───── Исходный текст ─────

Розенмарки даже не ставят перед собою вопроса о том, как объяснить эту
тайну. На самом деле, у ГПУ есть, конечно, десятки тысяч оппозиционных
документов и писем. Но они не подходят к замыслу. Они не отвечают теме. Они
могут только разрушить впечатление от покаяний. Объективные факты не
отвечают субъективным конструкциям276. Московские процессы порочны в самой
своей основе, ибо под монотонными покаяниями невозможно обнаружить какую бы
то ни было материальную основу. Но откуда все же берутся покаяния? Каким
образом они вымогаются? История не начинается с процесса 16-и. Для того, кто
внимательно следил за эволюцией сталинского режима, ложные самообвинения
жертв ГПУ не являются загадкой. До августа 1936 г. Зиновьев и Каменев
каялись публично не менее десяти раз, причем их покаяния располагаются в
виде своего рода геометрической прогрессии. Все обвиняемые, имена которых
мне известны, принадлежали ранее к оппозиции, затем испугались раскола или
преследований и решили во что бы то ни стало вернуться в ряды партии. За
бывшими вождями оппозиции шли по тому же пути тысячи и тысячи рядовых
членов. Правящая клика требовала от них признать, что их программа ложна и,
в частности, что политика Троцкого противна интересам пролетариата. Ни один
из серьезных оппозиционеров не думал этого. Наоборот, все они были уверены в
том, что развитие доказало правоту оппозиции. Тем не менее они подписали в
конце 1927 года заявление, в котором ложно возводили на себя обвинение в
"уклонах", "ошибках", несовершенных преступлениях против партии и
возвеличивали новых вождей, к которым не питали уважения. В эмбриональной
форме перед нами здесь уже заложены целиком будущие московские процессы.

───── Данные для задания ─────

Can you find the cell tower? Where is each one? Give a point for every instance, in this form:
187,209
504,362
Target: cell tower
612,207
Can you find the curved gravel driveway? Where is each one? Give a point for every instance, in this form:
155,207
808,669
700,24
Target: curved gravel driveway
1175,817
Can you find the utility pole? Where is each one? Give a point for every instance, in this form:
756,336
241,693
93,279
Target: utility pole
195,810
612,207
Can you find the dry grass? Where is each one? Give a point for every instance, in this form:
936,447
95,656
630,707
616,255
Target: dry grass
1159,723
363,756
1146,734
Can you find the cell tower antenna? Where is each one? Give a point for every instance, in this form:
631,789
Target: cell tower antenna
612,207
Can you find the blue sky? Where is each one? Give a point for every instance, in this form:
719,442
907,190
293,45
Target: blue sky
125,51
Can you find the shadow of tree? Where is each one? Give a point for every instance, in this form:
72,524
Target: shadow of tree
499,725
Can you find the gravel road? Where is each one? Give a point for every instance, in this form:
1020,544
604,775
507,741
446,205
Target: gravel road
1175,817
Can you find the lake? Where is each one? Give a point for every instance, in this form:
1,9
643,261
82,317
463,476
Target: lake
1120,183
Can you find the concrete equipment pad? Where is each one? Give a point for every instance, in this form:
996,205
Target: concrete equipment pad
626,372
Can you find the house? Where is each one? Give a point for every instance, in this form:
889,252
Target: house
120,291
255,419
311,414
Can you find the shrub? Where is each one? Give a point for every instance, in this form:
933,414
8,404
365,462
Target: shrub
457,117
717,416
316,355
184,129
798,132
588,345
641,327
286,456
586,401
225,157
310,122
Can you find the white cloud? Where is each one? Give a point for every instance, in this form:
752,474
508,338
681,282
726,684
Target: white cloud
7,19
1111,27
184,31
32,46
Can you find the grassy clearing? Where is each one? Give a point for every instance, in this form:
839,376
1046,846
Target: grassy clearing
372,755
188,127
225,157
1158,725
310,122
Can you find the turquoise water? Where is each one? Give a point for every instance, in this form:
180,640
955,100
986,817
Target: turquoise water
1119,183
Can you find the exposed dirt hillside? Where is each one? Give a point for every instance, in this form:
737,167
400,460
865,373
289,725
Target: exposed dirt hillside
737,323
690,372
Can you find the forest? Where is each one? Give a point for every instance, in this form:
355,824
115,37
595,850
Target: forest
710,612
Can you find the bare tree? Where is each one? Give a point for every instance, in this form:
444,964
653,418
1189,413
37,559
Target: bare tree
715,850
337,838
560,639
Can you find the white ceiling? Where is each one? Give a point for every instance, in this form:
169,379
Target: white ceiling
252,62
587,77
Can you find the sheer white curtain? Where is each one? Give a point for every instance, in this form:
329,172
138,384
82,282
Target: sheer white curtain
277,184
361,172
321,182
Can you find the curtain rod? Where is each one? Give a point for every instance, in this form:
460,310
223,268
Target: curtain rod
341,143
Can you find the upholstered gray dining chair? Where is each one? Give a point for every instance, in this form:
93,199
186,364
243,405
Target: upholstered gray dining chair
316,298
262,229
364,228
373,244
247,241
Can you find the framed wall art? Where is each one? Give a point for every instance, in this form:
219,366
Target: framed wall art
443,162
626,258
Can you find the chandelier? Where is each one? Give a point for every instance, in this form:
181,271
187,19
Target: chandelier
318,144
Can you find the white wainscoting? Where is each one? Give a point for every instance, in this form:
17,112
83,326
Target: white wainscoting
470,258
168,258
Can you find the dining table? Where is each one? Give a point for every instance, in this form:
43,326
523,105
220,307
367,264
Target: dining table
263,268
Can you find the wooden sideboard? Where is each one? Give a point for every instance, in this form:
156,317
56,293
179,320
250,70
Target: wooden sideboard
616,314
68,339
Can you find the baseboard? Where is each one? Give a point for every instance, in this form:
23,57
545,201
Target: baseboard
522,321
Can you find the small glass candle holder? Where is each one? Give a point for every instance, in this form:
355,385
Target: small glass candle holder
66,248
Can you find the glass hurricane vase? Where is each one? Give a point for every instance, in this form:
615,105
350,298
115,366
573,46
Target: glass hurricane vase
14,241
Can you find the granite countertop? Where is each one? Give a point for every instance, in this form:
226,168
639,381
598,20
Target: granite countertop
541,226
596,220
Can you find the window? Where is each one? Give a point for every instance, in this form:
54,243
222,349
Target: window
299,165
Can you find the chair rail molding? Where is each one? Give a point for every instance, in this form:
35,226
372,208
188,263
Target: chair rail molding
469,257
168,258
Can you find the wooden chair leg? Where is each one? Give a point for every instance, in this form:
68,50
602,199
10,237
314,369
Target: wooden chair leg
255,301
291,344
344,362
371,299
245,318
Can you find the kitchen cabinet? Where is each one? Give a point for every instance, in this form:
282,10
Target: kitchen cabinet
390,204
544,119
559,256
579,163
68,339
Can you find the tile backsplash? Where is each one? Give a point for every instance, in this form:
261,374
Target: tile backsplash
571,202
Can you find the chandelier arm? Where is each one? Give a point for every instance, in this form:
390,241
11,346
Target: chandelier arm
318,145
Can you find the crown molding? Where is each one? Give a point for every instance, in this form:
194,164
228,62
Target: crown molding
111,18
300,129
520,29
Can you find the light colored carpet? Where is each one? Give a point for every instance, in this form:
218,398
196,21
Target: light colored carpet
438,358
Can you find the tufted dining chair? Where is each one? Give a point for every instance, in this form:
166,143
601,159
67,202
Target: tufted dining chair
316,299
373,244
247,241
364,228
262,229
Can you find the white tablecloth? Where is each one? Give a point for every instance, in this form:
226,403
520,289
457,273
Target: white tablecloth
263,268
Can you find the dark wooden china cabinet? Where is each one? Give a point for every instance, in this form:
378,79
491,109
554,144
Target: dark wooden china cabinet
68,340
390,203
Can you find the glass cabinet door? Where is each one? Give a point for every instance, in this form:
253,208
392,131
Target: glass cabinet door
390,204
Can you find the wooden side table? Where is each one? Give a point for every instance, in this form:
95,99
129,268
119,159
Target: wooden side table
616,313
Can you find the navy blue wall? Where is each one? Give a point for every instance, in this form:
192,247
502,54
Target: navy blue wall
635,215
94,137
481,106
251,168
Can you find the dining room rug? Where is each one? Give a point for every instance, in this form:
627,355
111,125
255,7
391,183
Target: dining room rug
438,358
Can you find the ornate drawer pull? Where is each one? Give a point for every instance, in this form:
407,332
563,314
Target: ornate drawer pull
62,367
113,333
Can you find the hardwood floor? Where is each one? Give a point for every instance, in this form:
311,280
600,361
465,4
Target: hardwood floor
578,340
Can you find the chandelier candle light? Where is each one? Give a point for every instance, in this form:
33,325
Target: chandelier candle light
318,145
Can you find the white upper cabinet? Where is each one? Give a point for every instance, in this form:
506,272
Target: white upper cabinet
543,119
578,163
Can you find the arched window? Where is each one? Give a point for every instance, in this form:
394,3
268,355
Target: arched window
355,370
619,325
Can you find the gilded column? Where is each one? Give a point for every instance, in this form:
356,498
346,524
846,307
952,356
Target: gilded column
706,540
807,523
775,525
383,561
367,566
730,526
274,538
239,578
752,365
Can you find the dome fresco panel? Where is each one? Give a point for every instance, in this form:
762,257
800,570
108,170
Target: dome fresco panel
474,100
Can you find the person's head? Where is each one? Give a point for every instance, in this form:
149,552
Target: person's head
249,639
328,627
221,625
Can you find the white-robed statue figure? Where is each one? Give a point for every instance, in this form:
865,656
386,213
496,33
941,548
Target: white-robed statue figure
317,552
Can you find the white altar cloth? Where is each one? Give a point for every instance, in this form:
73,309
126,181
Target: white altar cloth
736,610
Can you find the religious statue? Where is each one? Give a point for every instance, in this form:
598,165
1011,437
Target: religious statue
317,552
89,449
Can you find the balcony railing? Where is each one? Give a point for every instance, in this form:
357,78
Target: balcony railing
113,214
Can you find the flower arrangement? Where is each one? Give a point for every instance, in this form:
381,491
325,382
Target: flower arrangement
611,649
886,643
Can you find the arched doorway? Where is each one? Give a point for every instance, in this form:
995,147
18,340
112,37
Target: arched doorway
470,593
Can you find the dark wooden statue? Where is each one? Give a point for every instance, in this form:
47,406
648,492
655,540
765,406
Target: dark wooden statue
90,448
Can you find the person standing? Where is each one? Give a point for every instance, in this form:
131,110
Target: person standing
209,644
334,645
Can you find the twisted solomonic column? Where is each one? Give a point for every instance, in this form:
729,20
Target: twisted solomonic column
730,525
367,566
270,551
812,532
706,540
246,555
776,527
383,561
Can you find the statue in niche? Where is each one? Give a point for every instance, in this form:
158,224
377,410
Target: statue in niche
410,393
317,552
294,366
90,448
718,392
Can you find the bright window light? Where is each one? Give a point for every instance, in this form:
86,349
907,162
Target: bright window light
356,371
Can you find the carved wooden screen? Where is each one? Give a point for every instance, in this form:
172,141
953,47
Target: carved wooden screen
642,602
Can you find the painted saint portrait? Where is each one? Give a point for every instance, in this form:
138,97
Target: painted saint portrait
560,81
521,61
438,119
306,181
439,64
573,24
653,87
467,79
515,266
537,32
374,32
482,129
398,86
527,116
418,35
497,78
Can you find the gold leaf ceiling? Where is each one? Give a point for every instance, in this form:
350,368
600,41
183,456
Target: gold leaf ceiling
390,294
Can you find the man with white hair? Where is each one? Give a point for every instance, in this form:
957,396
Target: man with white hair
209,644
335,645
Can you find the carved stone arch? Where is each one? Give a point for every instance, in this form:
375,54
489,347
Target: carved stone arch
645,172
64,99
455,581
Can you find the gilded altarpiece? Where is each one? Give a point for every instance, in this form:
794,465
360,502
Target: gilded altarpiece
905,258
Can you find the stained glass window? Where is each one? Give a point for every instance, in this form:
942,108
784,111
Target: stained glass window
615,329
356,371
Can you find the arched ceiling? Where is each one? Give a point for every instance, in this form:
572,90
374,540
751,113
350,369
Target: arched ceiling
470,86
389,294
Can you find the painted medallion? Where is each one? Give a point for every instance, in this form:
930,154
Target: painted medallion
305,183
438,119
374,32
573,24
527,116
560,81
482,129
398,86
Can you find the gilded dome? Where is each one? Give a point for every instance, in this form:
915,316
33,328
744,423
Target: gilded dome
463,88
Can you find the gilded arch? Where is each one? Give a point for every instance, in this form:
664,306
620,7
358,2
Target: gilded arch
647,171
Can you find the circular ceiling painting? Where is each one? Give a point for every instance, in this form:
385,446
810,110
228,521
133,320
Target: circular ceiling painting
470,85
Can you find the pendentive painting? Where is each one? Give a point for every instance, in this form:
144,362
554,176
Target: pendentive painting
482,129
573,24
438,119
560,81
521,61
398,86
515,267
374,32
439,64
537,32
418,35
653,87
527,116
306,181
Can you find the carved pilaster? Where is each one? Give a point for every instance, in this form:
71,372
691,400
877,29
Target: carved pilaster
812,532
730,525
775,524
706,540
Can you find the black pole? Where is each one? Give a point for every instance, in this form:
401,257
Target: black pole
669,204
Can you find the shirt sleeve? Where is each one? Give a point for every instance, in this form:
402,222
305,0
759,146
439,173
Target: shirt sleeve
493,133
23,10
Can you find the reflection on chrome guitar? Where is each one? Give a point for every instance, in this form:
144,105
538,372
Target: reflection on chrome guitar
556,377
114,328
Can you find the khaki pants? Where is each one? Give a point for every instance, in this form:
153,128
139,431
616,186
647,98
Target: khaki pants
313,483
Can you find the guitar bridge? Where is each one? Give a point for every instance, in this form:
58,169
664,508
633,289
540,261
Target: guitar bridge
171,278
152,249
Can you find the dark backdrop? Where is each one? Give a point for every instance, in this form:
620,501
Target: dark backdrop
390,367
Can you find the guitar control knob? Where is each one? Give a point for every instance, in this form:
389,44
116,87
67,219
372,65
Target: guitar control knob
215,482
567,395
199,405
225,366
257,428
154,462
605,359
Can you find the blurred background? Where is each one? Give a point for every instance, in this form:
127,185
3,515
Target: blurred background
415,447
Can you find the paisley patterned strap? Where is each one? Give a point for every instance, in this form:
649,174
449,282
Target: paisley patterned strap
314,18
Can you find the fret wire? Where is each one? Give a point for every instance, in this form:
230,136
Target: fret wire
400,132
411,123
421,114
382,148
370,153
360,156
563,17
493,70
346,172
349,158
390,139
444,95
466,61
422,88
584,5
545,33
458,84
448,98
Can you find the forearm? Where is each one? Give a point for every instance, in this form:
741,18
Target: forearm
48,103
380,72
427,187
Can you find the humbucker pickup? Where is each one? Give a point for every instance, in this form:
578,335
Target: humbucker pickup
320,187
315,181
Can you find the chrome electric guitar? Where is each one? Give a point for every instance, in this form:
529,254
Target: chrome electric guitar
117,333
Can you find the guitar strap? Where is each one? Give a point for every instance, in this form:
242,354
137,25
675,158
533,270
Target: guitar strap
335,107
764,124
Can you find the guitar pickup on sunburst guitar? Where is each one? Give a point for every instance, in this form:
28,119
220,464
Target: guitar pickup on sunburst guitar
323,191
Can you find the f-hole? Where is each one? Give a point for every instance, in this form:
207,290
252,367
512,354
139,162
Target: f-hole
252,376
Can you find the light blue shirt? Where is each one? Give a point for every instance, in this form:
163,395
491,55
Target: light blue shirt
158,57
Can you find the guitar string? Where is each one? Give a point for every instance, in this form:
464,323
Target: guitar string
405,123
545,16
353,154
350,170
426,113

─────

### Что сделать
1. Перепиши текст о московских процессах слово в слово целиком.
2. Сделай из листинга таблицу Markdown. В неё войдёт всё от строки, где есть «Can you find the light blue», до самого конца листинга, включая обе границы. В столбце «Номер» поставь порядковый номер строки, в столбце «Строка листинга» запиши саму строку, а пустые строки не включай.
Текст о московских процессах и листинг друг с другом не связаны.

### Ожидаемые результаты
1.
Розенмарки даже не ставят перед собою вопроса о том, как объяснить эту
тайну. На самом деле, у ГПУ есть, конечно, десятки тысяч оппозиционных
документов и писем. Но они не подходят к замыслу. Они не отвечают теме. Они
могут только разрушить впечатление от покаяний. Объективные факты не
отвечают субъективным конструкциям276. Московские процессы порочны в самой
своей основе, ибо под монотонными покаяниями невозможно обнаружить какую бы
то ни было материальную основу. Но откуда все же берутся покаяния? Каким
образом они вымогаются? История не начинается с процесса 16-и. Для того, кто
внимательно следил за эволюцией сталинского режима, ложные самообвинения
жертв ГПУ не являются загадкой. До августа 1936 г. Зиновьев и Каменев
каялись публично не менее десяти раз, причем их покаяния располагаются в
виде своего рода геометрической прогрессии. Все обвиняемые, имена которых
мне известны, принадлежали ранее к оппозиции, затем испугались раскола или
преследований и решили во что бы то ни стало вернуться в ряды партии. За
бывшими вождями оппозиции шли по тому же пути тысячи и тысячи рядовых
членов. Правящая клика требовала от них признать, что их программа ложна и,
в частности, что политика Троцкого противна интересам пролетариата. Ни один
из серьезных оппозиционеров не думал этого. Наоборот, все они были уверены в
том, что развитие доказало правоту оппозиции. Тем не менее они подписали в
конце 1927 года заявление, в котором ложно возводили на себя обвинение в
"уклонах", "ошибках", несовершенных преступлениях против партии и
возвеличивали новых вождей, к которым не питали уважения. В эмбриональной
форме перед нами здесь уже заложены целиком будущие московские процессы.

2.
| Номер | Строка листинга |
|---|---|
| 1 | Can you find the light blue shirt? Where is each one? Give a point for every instance, in this form: |
| 2 | 163,395 |
| 3 | 491,55 |
| 4 | Target: light blue shirt |
| 5 | 158,57 |
| 6 | Can you find the guitar string? Where is each one? Give a point for every instance, in this form: |
| 7 | 464,323 |
| 8 | Target: guitar string |
| 9 | 405,123 |
| 10 | 545,16 |
| 11 | 353,154 |
| 12 | 350,170 |
| 13 | 426,113 |